━━ Extrait du document
Les rêves et leur interprétation — d’Ernest Aeppli
Le rêve entre dans la nuit comme une présence discrète et résolue. Il ne demande pas la permission, ne consulte ni la raison ni l’agenda; il ouvre un espace intérieur où la vie se réorganise selon une autre musique. Pendant que le corps se repose, une scène se met en place: des lieux apparaissent, des visages reviennent, des animaux traversent le décor, des objets semblent chargés d’intentions. Nous acceptons cette logique onirique avec une aisance surprenante. Nous parlons avec un mort, nous recommençons un examen, nous courons vers un train qui part, nous portons des costumes improbables. Dans le rêve, cela coule de source, comme si une évidence d’un autre ordre s’était imposée. Puis le matin arrive, et la conscience diurne récupère le gouvernail. Elle juge, elle relativise, elle conteste. Pourtant, quelque chose demeure: une tonalité affective, une couleur d’humeur, un fil discret qui semble orienter notre journée.
Le sommeil, en tant que condition du rêve, déploie un manteau protecteur. Il suspend l’emprise du monde extérieur, atténue l’éclairage des sollicitations, et permet au psychisme de se réorganiser. Le rêve, lui, n’est pas le sommeil: c’est une vie qui continue à l’intérieur, dans un corps qui se repose. À certains moments, le rêve devient gardien du sommeil, comme le dirait Freud: il trie, déguise, agence les poussées pour éviter l’éveil. À d’autres, lorsqu’une tension se montre trop forte ou lorsqu’un conflit réclame une issue, le rêve devient tambour et appelle à la conscience: il provoque l’éveil pour détourner un débordement. Quoi qu’il en soit, au réveil, il laisse derrière lui une humeur – joie, inquiétude, gravité, tristesse, légèreté – qui parle encore, même lorsque les images se sont évaporées.
Ce que l’on appelle « temps du rêve » n’obéit pas aux mêmes mesures que nos horloges. Une fraction de seconde peut contenir un récit complexe. Un bruit extérieur – un livre qui tombe, un camion qui passe, un souffle d’air frais – suffit à déclencher une scène entière, avec sa dramaturgie, ses péripéties, ses liaisons abracadabrantes. La causalité y obéit à une autre logique: une image peut en appeler une autre par proximité symbolique, par écho affectif, par analogie de forme. Deux enfants perdus font partir un train; une écharpe trop serrée devient une montagne qui écrase; une marche manquée se change en précipice. La conscience diurne s’insurge: « Absurdities ». Le rêve, lui, trouve l’enchaînement naturel, puisque l’enjeu n’est pas le rationnel mais le sens condensé.
━━━━
**Énoncé de la tâche:**
Répondez à ces questions sur l'extrait consacré aux rêves :
(a) Au matin, que récupère la conscience diurne ?
(b) Selon l'expression prêtée à Freud, que devient le rêve à certains moments ?
(c) Quels bruits extérieurs peuvent déclencher une scène entière ?
Les enregistrements forment un matériau indépendant de l'extrait.
━━ Enregistrements de données
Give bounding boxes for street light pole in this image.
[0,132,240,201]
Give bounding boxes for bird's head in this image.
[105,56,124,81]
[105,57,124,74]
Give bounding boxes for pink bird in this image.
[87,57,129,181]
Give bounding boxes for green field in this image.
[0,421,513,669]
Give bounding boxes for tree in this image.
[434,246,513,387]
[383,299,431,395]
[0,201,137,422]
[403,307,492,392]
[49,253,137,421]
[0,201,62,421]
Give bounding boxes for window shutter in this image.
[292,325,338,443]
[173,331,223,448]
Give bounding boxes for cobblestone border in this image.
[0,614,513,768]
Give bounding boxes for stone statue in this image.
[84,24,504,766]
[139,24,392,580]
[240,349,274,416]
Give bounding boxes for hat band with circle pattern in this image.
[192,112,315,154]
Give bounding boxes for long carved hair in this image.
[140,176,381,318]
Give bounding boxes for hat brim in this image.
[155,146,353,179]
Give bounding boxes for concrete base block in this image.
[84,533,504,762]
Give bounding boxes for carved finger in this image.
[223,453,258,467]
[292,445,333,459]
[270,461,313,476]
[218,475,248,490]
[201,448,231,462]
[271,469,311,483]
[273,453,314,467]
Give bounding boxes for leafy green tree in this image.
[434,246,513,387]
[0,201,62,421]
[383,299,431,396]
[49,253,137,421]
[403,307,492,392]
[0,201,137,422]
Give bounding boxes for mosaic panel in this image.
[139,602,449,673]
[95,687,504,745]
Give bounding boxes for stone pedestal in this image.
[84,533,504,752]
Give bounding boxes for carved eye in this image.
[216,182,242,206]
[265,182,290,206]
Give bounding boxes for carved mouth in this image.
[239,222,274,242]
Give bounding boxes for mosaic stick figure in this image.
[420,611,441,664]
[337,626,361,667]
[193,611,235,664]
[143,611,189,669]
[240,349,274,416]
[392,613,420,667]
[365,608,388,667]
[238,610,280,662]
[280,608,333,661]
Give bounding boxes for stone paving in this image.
━━━━
**Résultat obtenu:**
(a) Elle récupère le gouvernail.
(b) Il devient gardien du sommeil.
(c) Un livre qui tombe, un camion qui passe, un souffle d'air frais.